+++ Provided information
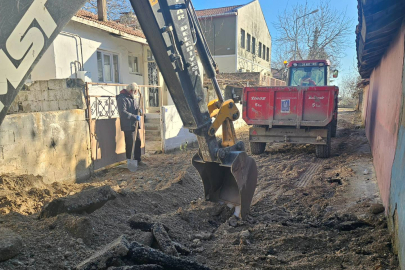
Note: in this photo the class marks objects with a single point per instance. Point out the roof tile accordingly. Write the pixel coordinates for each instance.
(87, 15)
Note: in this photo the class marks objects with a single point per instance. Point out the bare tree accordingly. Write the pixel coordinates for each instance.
(351, 91)
(312, 35)
(115, 8)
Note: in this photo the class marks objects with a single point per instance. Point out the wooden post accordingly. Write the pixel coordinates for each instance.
(102, 10)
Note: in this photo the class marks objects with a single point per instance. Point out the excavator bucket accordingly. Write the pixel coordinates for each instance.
(232, 182)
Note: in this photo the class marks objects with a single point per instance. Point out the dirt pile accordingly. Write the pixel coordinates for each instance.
(308, 213)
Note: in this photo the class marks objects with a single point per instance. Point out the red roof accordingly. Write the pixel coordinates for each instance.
(217, 11)
(87, 15)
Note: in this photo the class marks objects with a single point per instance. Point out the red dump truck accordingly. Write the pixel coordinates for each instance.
(304, 112)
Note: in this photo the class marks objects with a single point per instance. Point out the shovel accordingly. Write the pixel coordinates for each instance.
(132, 163)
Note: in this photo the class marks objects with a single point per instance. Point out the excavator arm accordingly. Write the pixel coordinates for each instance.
(174, 35)
(173, 32)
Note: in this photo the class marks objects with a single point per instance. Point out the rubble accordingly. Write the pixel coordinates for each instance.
(143, 222)
(203, 236)
(140, 254)
(80, 227)
(110, 255)
(87, 201)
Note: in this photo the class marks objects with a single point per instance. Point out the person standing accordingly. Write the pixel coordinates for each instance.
(128, 102)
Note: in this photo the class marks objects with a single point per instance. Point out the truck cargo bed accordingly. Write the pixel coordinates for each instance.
(290, 106)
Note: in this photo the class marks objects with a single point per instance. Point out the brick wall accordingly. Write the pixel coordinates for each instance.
(46, 133)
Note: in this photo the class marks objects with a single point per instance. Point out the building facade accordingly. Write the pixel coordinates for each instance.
(380, 50)
(238, 37)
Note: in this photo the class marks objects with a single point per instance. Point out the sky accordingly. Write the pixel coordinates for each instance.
(271, 8)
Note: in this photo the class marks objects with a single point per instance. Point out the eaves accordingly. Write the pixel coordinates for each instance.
(112, 31)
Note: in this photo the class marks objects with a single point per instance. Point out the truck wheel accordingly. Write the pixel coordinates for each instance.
(257, 148)
(323, 151)
(334, 128)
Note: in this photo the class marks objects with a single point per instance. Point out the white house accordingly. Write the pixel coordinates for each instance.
(107, 52)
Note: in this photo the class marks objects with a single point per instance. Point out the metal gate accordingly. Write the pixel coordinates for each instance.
(106, 138)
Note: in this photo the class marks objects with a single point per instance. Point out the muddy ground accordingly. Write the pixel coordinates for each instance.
(307, 213)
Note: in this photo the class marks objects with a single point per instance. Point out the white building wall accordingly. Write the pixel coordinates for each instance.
(66, 49)
(45, 68)
(251, 19)
(173, 133)
(226, 63)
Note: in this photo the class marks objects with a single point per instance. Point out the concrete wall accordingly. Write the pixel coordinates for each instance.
(366, 90)
(53, 95)
(251, 19)
(47, 136)
(173, 132)
(396, 211)
(382, 113)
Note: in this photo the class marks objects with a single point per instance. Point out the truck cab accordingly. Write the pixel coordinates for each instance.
(304, 112)
(309, 73)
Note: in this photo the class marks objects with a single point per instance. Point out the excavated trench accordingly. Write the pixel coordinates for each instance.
(307, 213)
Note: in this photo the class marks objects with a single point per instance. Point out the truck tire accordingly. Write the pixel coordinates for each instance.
(323, 151)
(257, 148)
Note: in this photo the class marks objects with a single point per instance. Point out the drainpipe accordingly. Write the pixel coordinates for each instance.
(77, 43)
(102, 10)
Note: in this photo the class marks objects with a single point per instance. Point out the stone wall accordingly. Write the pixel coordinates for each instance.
(52, 95)
(46, 133)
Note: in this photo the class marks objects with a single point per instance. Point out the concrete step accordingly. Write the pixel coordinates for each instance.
(152, 115)
(151, 126)
(155, 121)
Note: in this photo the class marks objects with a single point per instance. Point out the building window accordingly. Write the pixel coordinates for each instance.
(264, 51)
(254, 45)
(133, 64)
(260, 49)
(248, 43)
(108, 67)
(242, 38)
(150, 56)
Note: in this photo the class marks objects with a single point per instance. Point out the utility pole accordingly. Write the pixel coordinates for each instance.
(296, 30)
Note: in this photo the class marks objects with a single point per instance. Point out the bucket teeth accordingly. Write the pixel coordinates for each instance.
(232, 182)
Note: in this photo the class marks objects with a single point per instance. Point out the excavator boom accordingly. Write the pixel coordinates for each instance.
(229, 175)
(173, 32)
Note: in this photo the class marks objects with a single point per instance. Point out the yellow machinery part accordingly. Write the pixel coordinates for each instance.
(224, 115)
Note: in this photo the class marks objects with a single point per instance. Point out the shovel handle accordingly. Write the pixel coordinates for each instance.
(135, 137)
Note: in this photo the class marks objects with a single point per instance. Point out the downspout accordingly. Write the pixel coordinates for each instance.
(80, 44)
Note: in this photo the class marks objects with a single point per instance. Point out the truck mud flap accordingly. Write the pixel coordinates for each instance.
(232, 182)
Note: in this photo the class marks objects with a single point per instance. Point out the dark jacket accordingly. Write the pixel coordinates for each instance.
(128, 108)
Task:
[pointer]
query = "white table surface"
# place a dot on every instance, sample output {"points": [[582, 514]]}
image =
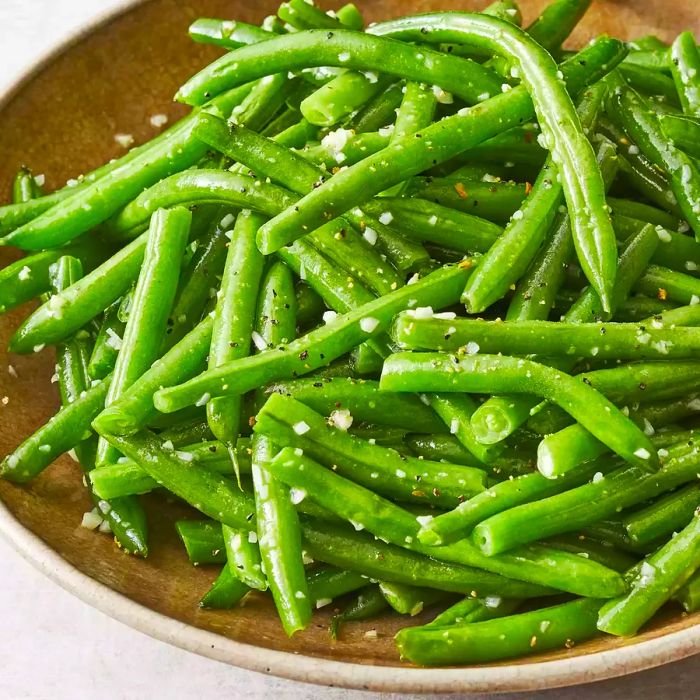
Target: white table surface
{"points": [[54, 646]]}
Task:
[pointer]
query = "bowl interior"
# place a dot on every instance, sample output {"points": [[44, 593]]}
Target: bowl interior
{"points": [[62, 122]]}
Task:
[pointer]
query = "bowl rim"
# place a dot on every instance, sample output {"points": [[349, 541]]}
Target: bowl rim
{"points": [[587, 668]]}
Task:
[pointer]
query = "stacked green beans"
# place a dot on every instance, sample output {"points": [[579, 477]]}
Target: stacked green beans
{"points": [[409, 316]]}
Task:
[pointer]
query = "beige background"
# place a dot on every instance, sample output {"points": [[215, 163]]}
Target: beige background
{"points": [[53, 646]]}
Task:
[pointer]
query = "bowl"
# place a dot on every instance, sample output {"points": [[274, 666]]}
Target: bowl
{"points": [[61, 119]]}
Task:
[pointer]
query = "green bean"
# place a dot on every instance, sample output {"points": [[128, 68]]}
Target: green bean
{"points": [[234, 318], [593, 235], [426, 221], [316, 349], [504, 638], [27, 278], [585, 505], [209, 492], [416, 112], [410, 600], [405, 255], [361, 507], [441, 448], [368, 603], [342, 96], [243, 556], [200, 186], [107, 343], [357, 146], [379, 112], [364, 401], [675, 250], [643, 126], [342, 48], [669, 284], [406, 157], [688, 595], [456, 412], [556, 22], [127, 478], [225, 593], [492, 373], [642, 212], [639, 307], [499, 416], [310, 306], [509, 257], [329, 583], [362, 553], [278, 523], [153, 298], [650, 83], [637, 169], [134, 409], [685, 63], [267, 158], [684, 132], [228, 34], [494, 201], [526, 488], [681, 316], [73, 355], [614, 341], [199, 278], [664, 516], [25, 186], [469, 610], [125, 516], [203, 541], [100, 199], [82, 301], [659, 577], [381, 469], [62, 432], [604, 552]]}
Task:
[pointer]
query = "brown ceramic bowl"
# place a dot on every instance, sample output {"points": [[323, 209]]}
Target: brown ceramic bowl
{"points": [[61, 120]]}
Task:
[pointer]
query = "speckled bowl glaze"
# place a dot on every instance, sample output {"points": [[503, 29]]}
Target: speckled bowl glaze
{"points": [[60, 119]]}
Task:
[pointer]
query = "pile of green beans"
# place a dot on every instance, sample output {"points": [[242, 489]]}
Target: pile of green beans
{"points": [[370, 310]]}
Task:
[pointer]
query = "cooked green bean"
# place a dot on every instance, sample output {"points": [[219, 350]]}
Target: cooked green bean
{"points": [[243, 556], [364, 400], [643, 126], [587, 504], [604, 341], [364, 554], [684, 64], [409, 156], [410, 600], [658, 578], [664, 516], [381, 469], [152, 302], [319, 347], [504, 638], [101, 198], [225, 592], [494, 374], [207, 491]]}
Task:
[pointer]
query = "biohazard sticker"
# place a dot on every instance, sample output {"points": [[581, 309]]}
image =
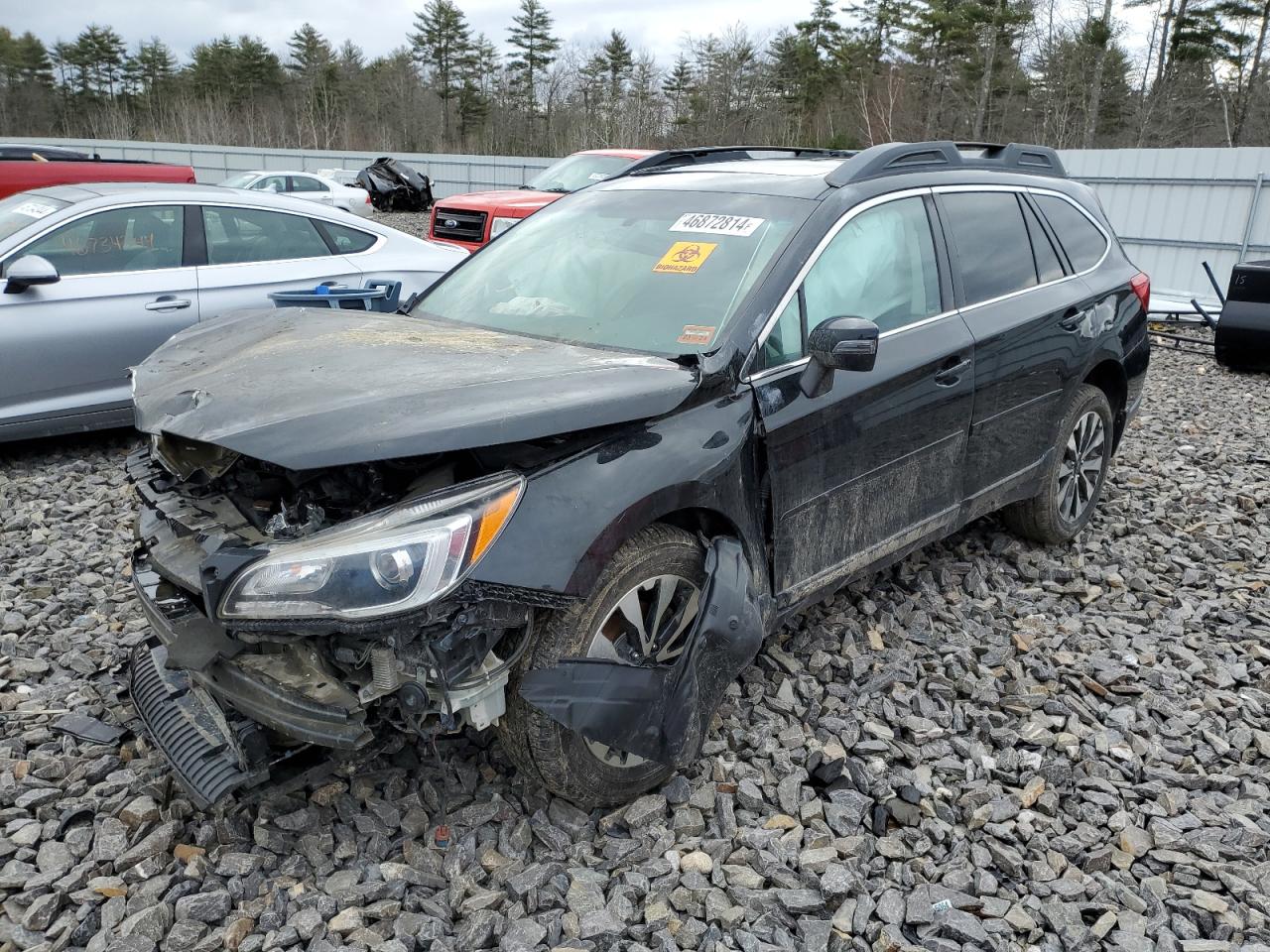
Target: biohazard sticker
{"points": [[695, 334], [685, 258], [716, 223]]}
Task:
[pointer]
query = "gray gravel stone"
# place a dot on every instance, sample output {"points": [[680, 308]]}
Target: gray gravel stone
{"points": [[1053, 737]]}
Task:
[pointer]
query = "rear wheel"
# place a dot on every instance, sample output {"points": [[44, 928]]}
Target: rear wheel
{"points": [[1075, 476], [639, 612]]}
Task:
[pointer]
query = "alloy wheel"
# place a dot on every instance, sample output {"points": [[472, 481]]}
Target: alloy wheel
{"points": [[648, 626], [1080, 467]]}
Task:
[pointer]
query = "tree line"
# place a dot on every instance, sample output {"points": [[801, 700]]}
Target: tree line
{"points": [[843, 76]]}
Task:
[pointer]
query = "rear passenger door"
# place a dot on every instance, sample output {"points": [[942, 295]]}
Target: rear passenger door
{"points": [[252, 252], [1023, 308], [310, 188], [125, 290]]}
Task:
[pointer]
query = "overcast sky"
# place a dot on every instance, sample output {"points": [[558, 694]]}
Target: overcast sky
{"points": [[381, 26]]}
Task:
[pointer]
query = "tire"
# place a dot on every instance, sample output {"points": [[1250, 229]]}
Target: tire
{"points": [[563, 762], [1065, 507]]}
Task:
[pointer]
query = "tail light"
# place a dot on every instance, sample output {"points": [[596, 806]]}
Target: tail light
{"points": [[1141, 286]]}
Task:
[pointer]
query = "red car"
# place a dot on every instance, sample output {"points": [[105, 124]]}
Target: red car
{"points": [[24, 168], [474, 218]]}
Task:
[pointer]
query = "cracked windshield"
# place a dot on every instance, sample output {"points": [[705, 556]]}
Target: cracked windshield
{"points": [[654, 272]]}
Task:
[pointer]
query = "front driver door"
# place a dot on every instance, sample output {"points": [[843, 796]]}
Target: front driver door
{"points": [[253, 252], [875, 463], [123, 291]]}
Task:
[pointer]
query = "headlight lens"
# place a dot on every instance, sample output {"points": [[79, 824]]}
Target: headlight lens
{"points": [[389, 561], [500, 225]]}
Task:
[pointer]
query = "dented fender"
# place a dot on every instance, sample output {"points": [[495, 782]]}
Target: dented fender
{"points": [[592, 503], [662, 714]]}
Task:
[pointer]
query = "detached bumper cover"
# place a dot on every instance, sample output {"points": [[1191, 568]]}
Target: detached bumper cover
{"points": [[189, 729], [662, 714]]}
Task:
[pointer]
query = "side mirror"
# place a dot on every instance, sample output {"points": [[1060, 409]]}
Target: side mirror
{"points": [[838, 344], [27, 271]]}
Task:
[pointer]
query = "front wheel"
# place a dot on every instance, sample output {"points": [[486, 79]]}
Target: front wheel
{"points": [[639, 612], [1075, 475]]}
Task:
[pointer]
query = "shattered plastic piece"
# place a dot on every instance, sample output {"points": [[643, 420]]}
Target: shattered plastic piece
{"points": [[87, 729], [662, 714]]}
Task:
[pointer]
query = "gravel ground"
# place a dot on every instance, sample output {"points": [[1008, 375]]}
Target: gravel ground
{"points": [[1055, 749]]}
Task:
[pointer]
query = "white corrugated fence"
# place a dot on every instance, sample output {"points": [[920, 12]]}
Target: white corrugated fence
{"points": [[1171, 207]]}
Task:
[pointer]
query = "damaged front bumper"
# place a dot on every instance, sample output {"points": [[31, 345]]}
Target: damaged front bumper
{"points": [[662, 712]]}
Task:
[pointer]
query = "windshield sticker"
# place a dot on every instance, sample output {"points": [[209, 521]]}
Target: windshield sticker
{"points": [[717, 223], [35, 209], [685, 258], [695, 334]]}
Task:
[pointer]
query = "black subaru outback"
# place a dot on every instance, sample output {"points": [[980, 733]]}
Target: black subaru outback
{"points": [[572, 488]]}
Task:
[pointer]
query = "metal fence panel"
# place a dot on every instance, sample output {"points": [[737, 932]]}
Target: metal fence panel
{"points": [[451, 175], [1175, 208], [1171, 207]]}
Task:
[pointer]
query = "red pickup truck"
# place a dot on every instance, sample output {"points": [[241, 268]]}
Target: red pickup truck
{"points": [[24, 167], [474, 218]]}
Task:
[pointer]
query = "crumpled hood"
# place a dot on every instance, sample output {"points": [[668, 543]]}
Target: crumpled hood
{"points": [[309, 388]]}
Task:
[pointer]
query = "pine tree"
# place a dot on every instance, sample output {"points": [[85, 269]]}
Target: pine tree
{"points": [[310, 51], [677, 87], [443, 44], [151, 66], [530, 37]]}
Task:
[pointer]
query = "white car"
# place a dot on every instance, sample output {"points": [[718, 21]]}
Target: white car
{"points": [[95, 277], [309, 185], [344, 177]]}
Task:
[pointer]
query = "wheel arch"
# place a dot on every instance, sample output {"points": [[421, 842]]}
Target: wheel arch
{"points": [[1110, 377]]}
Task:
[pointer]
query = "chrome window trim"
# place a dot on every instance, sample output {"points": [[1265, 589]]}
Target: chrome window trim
{"points": [[153, 203], [380, 240], [811, 263], [881, 199]]}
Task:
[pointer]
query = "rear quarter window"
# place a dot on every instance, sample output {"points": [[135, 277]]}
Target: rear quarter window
{"points": [[1080, 238], [348, 241], [991, 244]]}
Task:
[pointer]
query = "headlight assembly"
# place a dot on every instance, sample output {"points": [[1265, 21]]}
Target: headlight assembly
{"points": [[388, 561]]}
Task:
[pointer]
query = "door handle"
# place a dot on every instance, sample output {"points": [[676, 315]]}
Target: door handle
{"points": [[951, 373], [1072, 320], [169, 302]]}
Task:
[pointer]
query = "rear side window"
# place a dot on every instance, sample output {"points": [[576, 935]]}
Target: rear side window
{"points": [[1082, 241], [348, 241], [238, 235], [1048, 266], [991, 243]]}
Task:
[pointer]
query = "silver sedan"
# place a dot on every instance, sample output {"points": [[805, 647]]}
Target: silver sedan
{"points": [[95, 277]]}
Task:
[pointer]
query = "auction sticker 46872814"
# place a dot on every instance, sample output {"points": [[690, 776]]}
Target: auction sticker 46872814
{"points": [[685, 258], [705, 223]]}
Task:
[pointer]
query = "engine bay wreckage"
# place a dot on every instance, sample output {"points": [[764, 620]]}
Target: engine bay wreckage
{"points": [[330, 555]]}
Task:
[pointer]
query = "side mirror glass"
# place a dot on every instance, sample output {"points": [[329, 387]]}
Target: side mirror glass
{"points": [[28, 271], [838, 344]]}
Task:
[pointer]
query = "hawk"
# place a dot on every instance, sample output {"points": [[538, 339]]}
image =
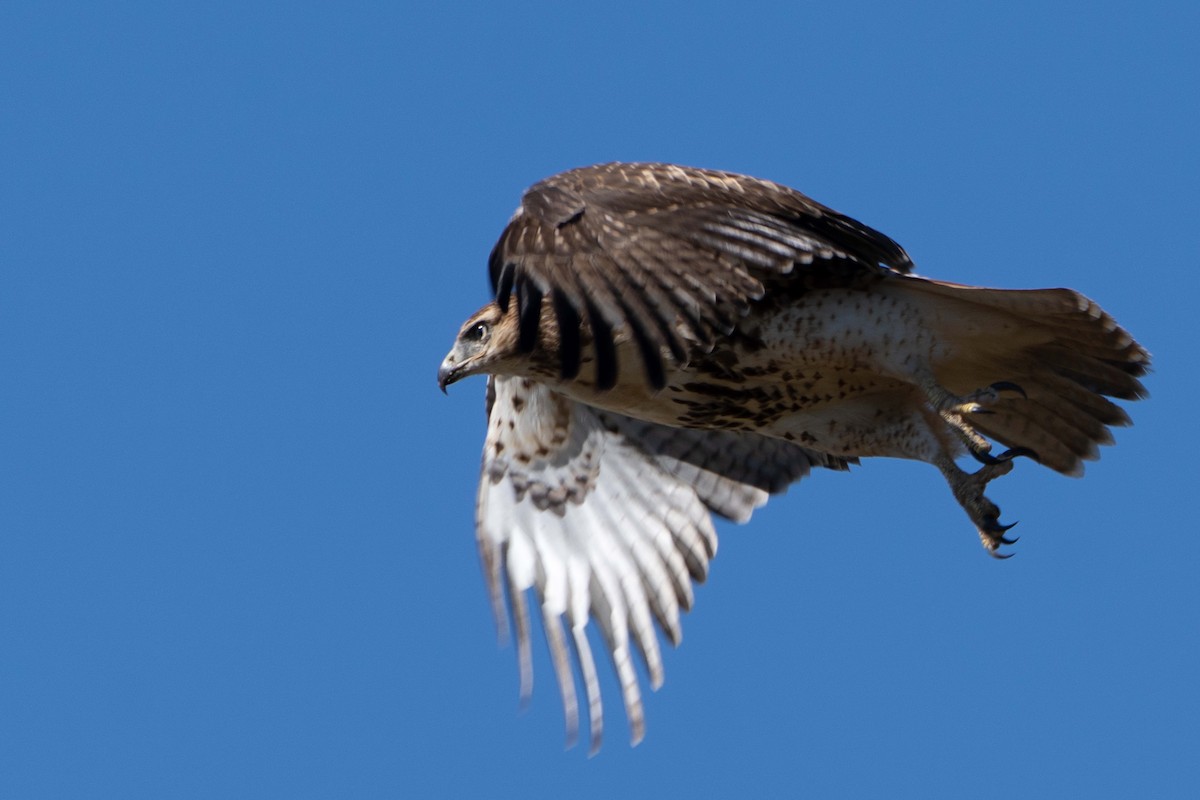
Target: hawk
{"points": [[667, 343]]}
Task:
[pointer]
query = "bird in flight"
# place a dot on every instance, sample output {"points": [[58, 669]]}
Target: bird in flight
{"points": [[666, 343]]}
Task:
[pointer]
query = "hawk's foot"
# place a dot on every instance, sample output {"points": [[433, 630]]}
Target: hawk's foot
{"points": [[953, 409], [969, 491]]}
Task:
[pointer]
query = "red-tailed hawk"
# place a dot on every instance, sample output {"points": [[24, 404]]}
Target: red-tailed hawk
{"points": [[667, 343]]}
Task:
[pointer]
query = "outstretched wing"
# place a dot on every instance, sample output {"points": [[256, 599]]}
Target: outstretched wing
{"points": [[676, 254], [609, 518]]}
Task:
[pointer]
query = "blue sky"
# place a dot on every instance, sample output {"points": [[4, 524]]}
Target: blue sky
{"points": [[237, 551]]}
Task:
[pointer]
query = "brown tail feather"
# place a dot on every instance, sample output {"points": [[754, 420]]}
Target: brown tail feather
{"points": [[1060, 347]]}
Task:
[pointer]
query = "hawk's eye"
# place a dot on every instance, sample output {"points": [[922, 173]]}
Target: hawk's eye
{"points": [[478, 332]]}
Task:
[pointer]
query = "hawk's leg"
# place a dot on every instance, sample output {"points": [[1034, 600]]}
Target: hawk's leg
{"points": [[954, 409], [969, 489]]}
++++++
Reproduce exactly every line between the line with "Target: outstretched wing" and the last line of the records above, both included.

Result for this exercise:
Target: outstretched wing
{"points": [[676, 254], [609, 518]]}
Task:
[pointer]
query = "blue sky"
# place a dot on every instance, sample output {"points": [[4, 524]]}
Target: blue sky
{"points": [[237, 551]]}
Task:
[pointer]
query = "brown tail feather"
# place a dot on every instance, sample output {"points": [[754, 420]]}
Target: brown tail feather
{"points": [[1060, 347]]}
Task:
[pointer]
query = "hawk's eye"
# place a dot on every instance, sample output {"points": [[922, 173]]}
Target: hawk's eye
{"points": [[478, 332]]}
Task:
[pointer]
query = "hawk's leg"
# place a dot on every instance, sample output {"points": [[1034, 600]]}
Target: hawk's leg
{"points": [[954, 409], [969, 489]]}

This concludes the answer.